■ RECORDS SHOWN:
■ ■ ■ ■

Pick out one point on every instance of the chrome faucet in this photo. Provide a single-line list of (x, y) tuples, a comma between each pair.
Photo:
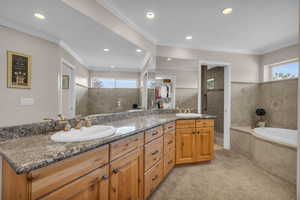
[(61, 120)]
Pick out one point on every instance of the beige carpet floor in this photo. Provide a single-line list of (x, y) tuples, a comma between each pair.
[(230, 176)]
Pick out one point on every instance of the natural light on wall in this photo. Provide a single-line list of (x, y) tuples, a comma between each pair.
[(113, 83), (286, 70)]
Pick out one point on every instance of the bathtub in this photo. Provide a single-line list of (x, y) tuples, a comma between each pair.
[(282, 136), (272, 149)]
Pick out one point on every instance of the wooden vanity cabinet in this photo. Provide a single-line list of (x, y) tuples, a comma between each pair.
[(169, 147), (61, 178), (194, 140), (125, 180), (93, 186), (126, 172)]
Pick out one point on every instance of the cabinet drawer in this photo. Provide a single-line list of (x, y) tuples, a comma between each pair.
[(185, 124), (48, 179), (153, 177), (153, 152), (123, 146), (204, 123), (207, 130), (169, 161), (153, 134), (169, 127), (169, 142), (94, 184)]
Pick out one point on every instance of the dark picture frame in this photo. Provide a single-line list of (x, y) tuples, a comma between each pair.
[(19, 68)]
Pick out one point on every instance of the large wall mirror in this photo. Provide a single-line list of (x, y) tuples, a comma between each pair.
[(79, 67)]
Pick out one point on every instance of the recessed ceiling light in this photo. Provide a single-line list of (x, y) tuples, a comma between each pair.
[(227, 11), (189, 37), (39, 16), (150, 15)]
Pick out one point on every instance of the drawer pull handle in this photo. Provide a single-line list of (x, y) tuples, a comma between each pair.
[(104, 177), (155, 152), (155, 133), (156, 176), (98, 160)]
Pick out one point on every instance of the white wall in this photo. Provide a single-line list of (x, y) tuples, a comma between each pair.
[(45, 62), (298, 153), (46, 65), (94, 10)]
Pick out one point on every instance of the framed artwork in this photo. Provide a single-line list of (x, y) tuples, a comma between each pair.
[(18, 70), (66, 82)]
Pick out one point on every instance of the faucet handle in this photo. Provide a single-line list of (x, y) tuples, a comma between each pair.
[(78, 123), (48, 119), (61, 117)]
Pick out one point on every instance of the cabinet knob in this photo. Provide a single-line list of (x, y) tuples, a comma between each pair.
[(155, 133), (104, 177), (156, 176)]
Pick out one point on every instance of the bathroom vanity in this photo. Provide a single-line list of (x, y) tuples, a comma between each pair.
[(129, 165)]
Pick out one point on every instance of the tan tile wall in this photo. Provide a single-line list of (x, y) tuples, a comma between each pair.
[(244, 99), (82, 99), (278, 98), (187, 98), (105, 100)]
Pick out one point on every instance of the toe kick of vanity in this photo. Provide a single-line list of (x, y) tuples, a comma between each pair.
[(130, 168)]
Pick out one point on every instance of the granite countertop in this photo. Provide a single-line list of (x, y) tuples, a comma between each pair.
[(25, 154)]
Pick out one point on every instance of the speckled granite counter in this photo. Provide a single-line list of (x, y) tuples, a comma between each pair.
[(25, 154)]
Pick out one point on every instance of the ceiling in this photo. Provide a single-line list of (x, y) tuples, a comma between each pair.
[(255, 26), (176, 64), (83, 35)]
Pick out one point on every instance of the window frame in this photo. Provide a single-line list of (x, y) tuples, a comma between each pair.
[(270, 68), (115, 83)]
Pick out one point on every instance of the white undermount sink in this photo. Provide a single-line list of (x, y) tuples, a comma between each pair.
[(84, 134), (188, 115)]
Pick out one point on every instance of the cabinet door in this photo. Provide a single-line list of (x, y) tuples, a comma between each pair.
[(93, 186), (125, 181), (185, 145), (204, 144)]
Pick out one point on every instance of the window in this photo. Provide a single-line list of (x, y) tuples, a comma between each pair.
[(103, 83), (211, 84), (112, 83), (126, 84), (285, 71)]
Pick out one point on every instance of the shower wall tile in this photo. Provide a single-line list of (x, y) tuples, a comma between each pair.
[(244, 100), (82, 99), (187, 98), (279, 99)]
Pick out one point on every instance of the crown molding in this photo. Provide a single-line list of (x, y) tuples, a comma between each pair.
[(63, 45), (25, 29), (112, 8), (278, 47)]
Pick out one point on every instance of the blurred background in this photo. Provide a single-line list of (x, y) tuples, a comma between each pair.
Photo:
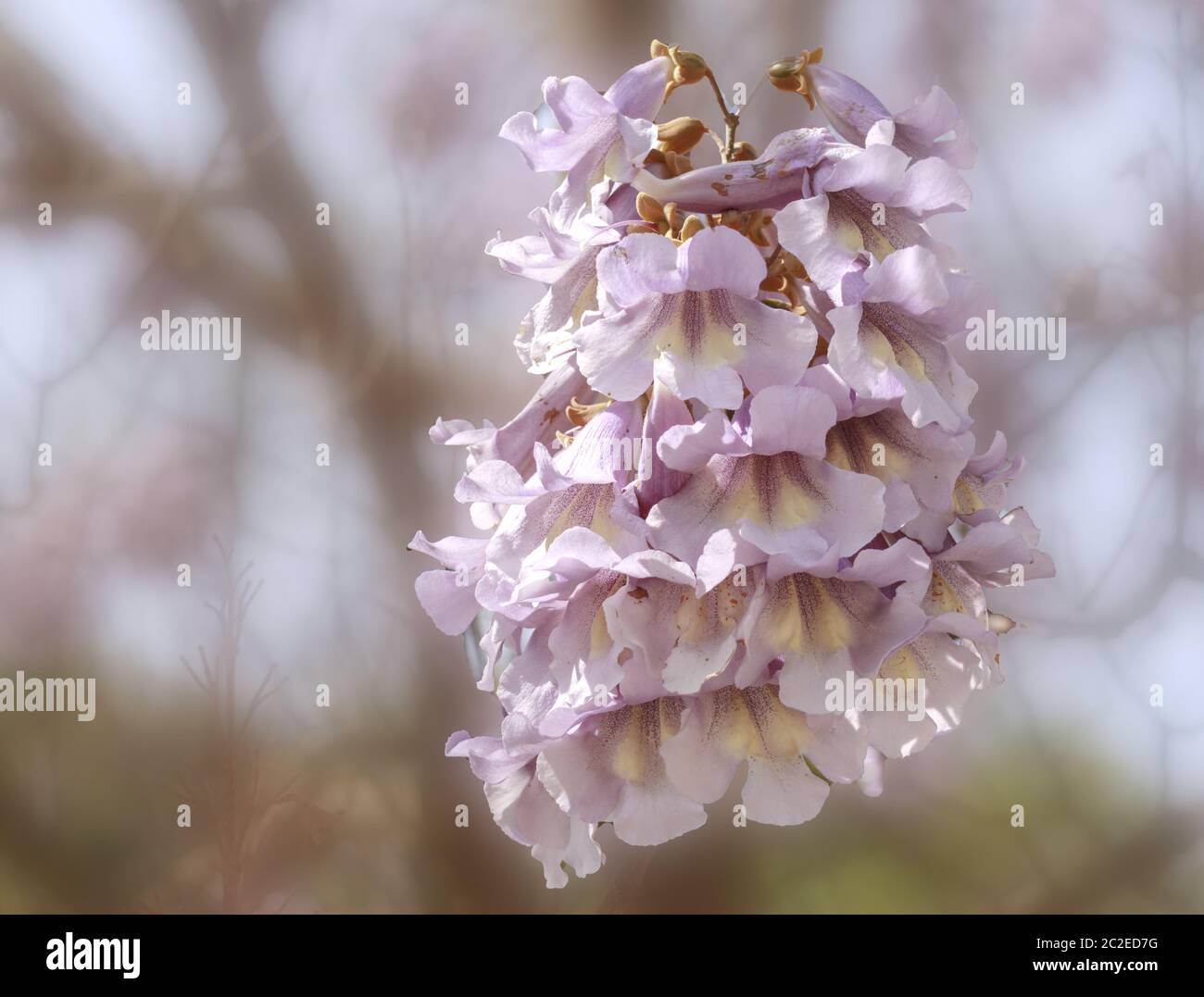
[(299, 571)]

■ ■ ■ ■

■ WHAT IS NEEDED: Format every line of the listing above as a JSON list of strings, one string per line, leaving out blank lines and the pictures.

■ THE COMPLETED TASK:
[
  "Pick out one point on every instance of the chrome faucet in this photo. Provide a single-line list of (x, y) tuples, a comma between each pair.",
  "Photo:",
  "[(61, 120)]",
  "Pick out one point on every instance of the beige carpet floor in this photo. Provide a single-line list of (x, y) tuples, a comma between each pair.",
  "[(230, 176)]",
  "Pick out one point on every instance of the natural light on wall in this photo. Provide a single-line list of (x, y) tuples, a comma between each pair.",
  "[(113, 83), (286, 70)]",
  "Pick out one point on every instance of the bathtub in this photo. Provide a single-line list of (x, y) tuples, a comma between each pair.",
  "[(282, 136), (272, 149)]",
  "Pick out one point on every instance of the wooden vanity cabinet in this photo. Provide a single-line list of (x, y) tuples, a comma between each pair.",
  "[(169, 147), (61, 178), (194, 140), (125, 180), (93, 186), (126, 172)]",
  "Pick out one point on every instance of the cabinet drawer in this photo. Provide a single-line list of (x, y) tuples, a comma between each pair.",
  "[(185, 124), (48, 179), (153, 177), (153, 152), (123, 146), (204, 123), (207, 130), (169, 161), (153, 134), (169, 127), (169, 142), (94, 184)]",
  "Pick out one point on every instance of the dark picture frame in this photo. Provide a single-line list of (x, y) tuples, a comma between each pair.",
  "[(19, 68)]",
  "Pick out one point on every instance of the large wall mirror in this photo. Provide a single-line list of (x, y) tuples, a comma between each pair.",
  "[(79, 67)]",
  "Pick out one point on every instance of the recessed ceiling light in this photo. Provide a single-line list of (x, y) tuples, a comma between each pair.",
  "[(227, 11), (189, 37), (39, 16), (150, 15)]",
  "Pick out one point on every instance of the drawer pull handle in this photo. Provide a single-line list of (x, y) tuples, a comma between each pair.",
  "[(104, 177), (155, 152), (155, 133), (156, 176), (98, 160)]",
  "Pick out one point on every instance of the white wall in this photo. Provide a single-line list of (x, y) tuples, a comma between each pair.",
  "[(45, 62), (298, 153), (46, 65), (94, 10)]",
  "Pick out one point on every instance of the framed artwork in this photo. Provide a single-line list of (x, y) tuples, a comma between each pair.",
  "[(18, 70), (66, 82)]",
  "Pick out one point on every instance of the faucet handle in this photo. Provide a single-line list of (x, y) tuples, a comma between each pair.",
  "[(78, 123), (48, 119), (61, 117)]",
  "Pick out one point on every instance of the cabinet knob in this photo. Provide a single-line list of (x, y) tuples, a comma between each pair.",
  "[(155, 133), (104, 177), (156, 176)]",
  "Pick out one point on every instance of the bathroom vanity in this photo. Provide a single-line list of (x, y) tuples, a comma between each pair.",
  "[(129, 165)]",
  "Pick out one point on every instance of the tan tile wall in this photo. Provide a single-line list of (x, y) tuples, a comma between each pair.",
  "[(244, 99), (82, 99), (278, 98), (187, 98), (105, 100)]",
  "Pick out one point on every instance of the toe kick of vanity in this photo. Provide a single-line list of (x, y) tuples, a comma between each pair.",
  "[(130, 168)]",
  "Pick out one point on every instance of the granite countertop in this photo. Provide a single-line list of (x, y) tuples, a comma between each pair.",
  "[(25, 154)]",
  "Pick out one point on every instance of the speckled granite counter in this photo. Provide a single-line list of (x, y) tuples, a comma between each pair.",
  "[(25, 154)]",
  "Pick out one point on every instance of the ceiling in this photo. Provide a single-line list of (x, y) tuples, a comma between each pair.",
  "[(255, 26), (176, 64), (83, 35)]",
  "Pick out one point on every instance of the window frame in this photo. Provide a single-line list of (x, y) tuples, a comma between each pair.",
  "[(270, 68), (115, 83)]",
  "Pick out one point on every instance of the white undermount sink in this photo. Provide a single-line list of (x, y) tuples, a comma between each pair.",
  "[(84, 134), (188, 115)]",
  "Pick out one point on every instance of the cabinet door in this photo. Provide a single-line list of (x, y) tuples, a comma between each pair.",
  "[(93, 186), (125, 181), (185, 145), (204, 144)]",
  "Pick out one point on every instance of the window in this photo. Provide a single-line list of (x, y) tuples, a comma between each pair.",
  "[(103, 83), (211, 84), (112, 83), (126, 84), (285, 71)]",
  "Pick out one point on every instance of the shower wall tile in this photo. Provide a single-line list of (x, y) tuples, a comma between each pair.",
  "[(244, 100), (82, 99), (187, 98), (279, 99)]",
  "Pick out one point on every instance of the crown molding in this photo. Provide a single-line list of (x, y) tuples, a comma between each pair.",
  "[(63, 45), (25, 29), (112, 8), (278, 47)]",
  "Pick out one point on every instance of the blurred background in this photo. Provide a single-line list of (x, y) tuples, a comma between each pair.",
  "Photo:",
  "[(299, 571)]"
]